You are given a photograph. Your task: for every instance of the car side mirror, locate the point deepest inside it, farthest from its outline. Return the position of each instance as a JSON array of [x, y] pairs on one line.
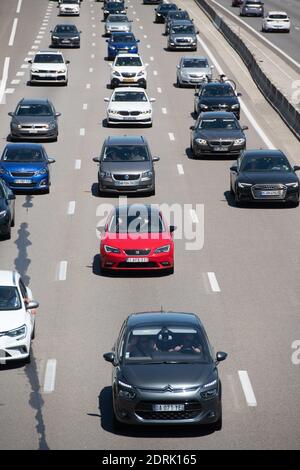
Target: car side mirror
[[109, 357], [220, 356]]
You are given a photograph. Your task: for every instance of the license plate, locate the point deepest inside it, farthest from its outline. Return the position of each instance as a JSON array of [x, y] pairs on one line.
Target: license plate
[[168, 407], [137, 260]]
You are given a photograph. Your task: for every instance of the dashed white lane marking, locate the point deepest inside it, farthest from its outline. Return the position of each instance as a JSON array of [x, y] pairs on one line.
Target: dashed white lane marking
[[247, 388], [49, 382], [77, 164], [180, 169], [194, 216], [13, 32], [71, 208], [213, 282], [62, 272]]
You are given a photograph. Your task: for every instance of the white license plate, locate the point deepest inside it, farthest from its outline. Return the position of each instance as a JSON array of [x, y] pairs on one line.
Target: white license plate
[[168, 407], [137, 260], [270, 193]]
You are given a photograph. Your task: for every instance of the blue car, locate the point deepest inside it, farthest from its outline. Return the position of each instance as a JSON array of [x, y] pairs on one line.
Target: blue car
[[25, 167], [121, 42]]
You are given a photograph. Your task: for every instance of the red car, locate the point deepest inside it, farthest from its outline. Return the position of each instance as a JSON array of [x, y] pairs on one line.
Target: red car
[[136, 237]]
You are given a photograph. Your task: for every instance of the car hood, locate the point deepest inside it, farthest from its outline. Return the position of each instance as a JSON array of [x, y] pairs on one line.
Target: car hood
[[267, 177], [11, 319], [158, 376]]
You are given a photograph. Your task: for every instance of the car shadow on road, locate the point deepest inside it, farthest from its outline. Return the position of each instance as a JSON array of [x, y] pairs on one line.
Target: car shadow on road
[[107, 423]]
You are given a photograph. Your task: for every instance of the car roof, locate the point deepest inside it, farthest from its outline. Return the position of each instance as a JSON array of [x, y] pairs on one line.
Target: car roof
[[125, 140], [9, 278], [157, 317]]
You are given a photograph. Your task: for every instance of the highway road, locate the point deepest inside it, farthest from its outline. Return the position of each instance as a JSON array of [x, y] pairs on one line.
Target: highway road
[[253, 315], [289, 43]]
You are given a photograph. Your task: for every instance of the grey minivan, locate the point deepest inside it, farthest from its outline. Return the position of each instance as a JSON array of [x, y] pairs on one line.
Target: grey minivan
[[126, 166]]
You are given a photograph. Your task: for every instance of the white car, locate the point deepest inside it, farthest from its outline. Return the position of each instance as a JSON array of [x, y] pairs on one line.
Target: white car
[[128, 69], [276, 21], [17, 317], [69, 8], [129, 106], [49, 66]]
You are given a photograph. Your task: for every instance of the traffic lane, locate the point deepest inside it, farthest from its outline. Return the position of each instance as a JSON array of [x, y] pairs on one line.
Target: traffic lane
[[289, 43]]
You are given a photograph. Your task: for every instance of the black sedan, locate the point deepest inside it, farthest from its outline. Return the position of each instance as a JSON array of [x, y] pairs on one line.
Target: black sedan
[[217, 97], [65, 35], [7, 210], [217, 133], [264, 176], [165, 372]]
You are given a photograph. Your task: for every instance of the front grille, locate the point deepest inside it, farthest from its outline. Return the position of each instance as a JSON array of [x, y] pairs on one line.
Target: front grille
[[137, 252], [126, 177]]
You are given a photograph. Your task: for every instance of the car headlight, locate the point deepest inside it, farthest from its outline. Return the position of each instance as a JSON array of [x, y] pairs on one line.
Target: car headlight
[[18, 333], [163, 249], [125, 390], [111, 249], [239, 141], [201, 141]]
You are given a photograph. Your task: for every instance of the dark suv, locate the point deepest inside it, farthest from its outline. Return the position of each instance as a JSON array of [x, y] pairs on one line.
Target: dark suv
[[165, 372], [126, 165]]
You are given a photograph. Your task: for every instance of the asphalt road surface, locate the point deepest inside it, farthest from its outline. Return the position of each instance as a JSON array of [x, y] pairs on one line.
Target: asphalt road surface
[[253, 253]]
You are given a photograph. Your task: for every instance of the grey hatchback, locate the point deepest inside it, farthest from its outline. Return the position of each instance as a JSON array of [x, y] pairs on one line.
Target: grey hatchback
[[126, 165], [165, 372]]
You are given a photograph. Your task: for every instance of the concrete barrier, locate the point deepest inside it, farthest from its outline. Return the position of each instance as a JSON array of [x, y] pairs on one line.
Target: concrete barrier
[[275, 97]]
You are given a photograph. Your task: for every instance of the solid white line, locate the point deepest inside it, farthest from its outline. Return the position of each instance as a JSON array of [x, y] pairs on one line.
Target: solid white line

------

Exercise requirements: Rewrite the whole listing, changing every "photograph" to "image" and leaving everything else as it is. Don't include the pictures.

The output:
You are given a image. Your task: for every instance of the car side mirror, locate the point deepest inside it, farthest from its outline. Return the position of each instance as a JSON array of [x, y] pairs on one line.
Target: car side mirror
[[109, 357], [220, 356]]
You are given a image. Your task: for every instance of the license plate, locate the point deepest inside it, farthest from its outline. Return the position of each instance as a JSON array of [x, y] pairs on one line.
Target: license plate
[[168, 407], [137, 260]]
You are given a image. Your task: for every instance of the dashed white lane marking, locate the point deepest inside it, farthest from its outline. Return the position of each instance as a JSON array of [x, y] pairs on one line.
Target: dashed white lane marking
[[247, 388], [49, 382], [77, 164], [180, 169], [194, 216], [13, 32], [71, 208], [213, 282], [62, 272]]
You are given a image. Your task: for every instance of the white license plate, locate the point deepest inside it, farthest from its outline. Return the position of each instance as a JSON array of [x, y] pairs on one line.
Target: white license plate
[[168, 407], [137, 260], [270, 193]]
You are given a image. Your task: for every instance of the blue car, locate the point deepest inside it, farthest from its outline. Return the position of each instance as a JSON array of [x, y] pairs on one line.
Target: blue car
[[25, 167], [121, 42]]
You are given a image. Your task: for every instance of the red car, locate the point deepest inside it, farthest from its outline. Return the position of each instance as a JSON array of [x, y] pairs on one line.
Target: red car
[[136, 237]]
You are given a image. Your task: for every instance of the car hood, locate the point deepest inside it, farthest from its outline. Return the position of each instance as a JSON array of [x, y] pairs on one line.
Target: car hood
[[267, 177], [11, 319], [158, 376]]
You are given a image. Your task: for every instance of the car shadow on road, locate the point deepest inside it, farthest from its outline. Return the position of each instance as a JSON array of [x, y] pairs on one line.
Target: car shadow on road
[[107, 423]]
You are given a image. Your task: for every instance of the car roof, locate the point deepest inside it, farthest from its outline. Return the position of each instance as a JSON array of [x, y] pairs on one line.
Target: car roof
[[125, 140], [9, 278], [157, 317]]
You are given a image. Your task: for every instance of the highway road, locate the point deepest inside it, farthest from its outline. Return the position of each instance as a JSON array of [x, y] pairs on one line.
Target: highway road
[[253, 315], [289, 43]]
You are given a image. Your task: for every instance of the grey minivan, locate the point deepest inside it, farthest from its outline. Return the position of each instance as a JSON array of [x, y] pairs on one line.
Target: grey minivan
[[126, 166]]
You are given a image. Your task: for every instance of the white car, locate the point deepest inside it, farthest from its outline. Return the position of each instance as a JSON array of [x, y] pairs on one line.
Target: white car
[[128, 69], [276, 21], [17, 317], [69, 8], [129, 106], [49, 66]]
You are given a image. Your task: for every instance of the traffic lane, locate the point deepest inside it, farthest from its outline. Return the position of each instance as a JSON array of [x, y] pairs on one line.
Target: traffic lane
[[289, 43]]
You are given a image. Your task: for every instance of the black sedan, locate the point deepest inside it, farthest from its outline. Return the position of each instance as a JSON array of [x, y] pairs on one line.
Target: black sedan
[[217, 97], [65, 35], [7, 210], [217, 133], [264, 176], [165, 372]]
You are given a image. Your task: for every instance of the front grille, locate the point deepest inside it, farthest from its outline. Return the position of each instance as a JSON array of [x, y] pairs on one line.
Target: front grille
[[137, 252], [126, 177]]
You are given a image. Your task: for every instance of the car headlight, locate the point deepest inside it, farthest from its outline. Return the position of each instance as a JSON array of [x, y] pairs on one line.
Target: car headlight
[[18, 333], [163, 249], [125, 390], [111, 249], [239, 141], [201, 141]]
You are given a image. Your task: for every instance of the dark suv, locate the point deepest inside it, farthest from its outline. Return the position of each instance as a JSON array of [x, y] pairs on one line.
Target: dark suv
[[165, 372], [126, 165]]
You are given a image. Your task: for every instance of the asphalt road surface, locate the point deepest inside it, farthest from its outline. Return the position of each instance as a JSON array of [x, y] pairs on one line.
Target: asphalt road surface
[[253, 253]]
You are given a image. Your task: for every instance of the grey hatchback, locate the point deepest inside it, farthest from its outline. Return the position of each instance as a JSON array of [x, y] pairs on one line.
Target: grey hatchback
[[126, 165], [165, 372]]
You are given a image. Your task: for every instance of the concrete barrier, locate the point deepest inside it, farthest from its outline. Return the position of each instance as a JSON array of [x, y] pairs on one line.
Target: concrete barrier
[[275, 97]]
You are given a image. Your task: for every instance of the solid white line, locate the point deepest inside it, farthest from its outline. Return the position of each instance as a JSON array of [x, y] pairs on one line.
Target: solid white line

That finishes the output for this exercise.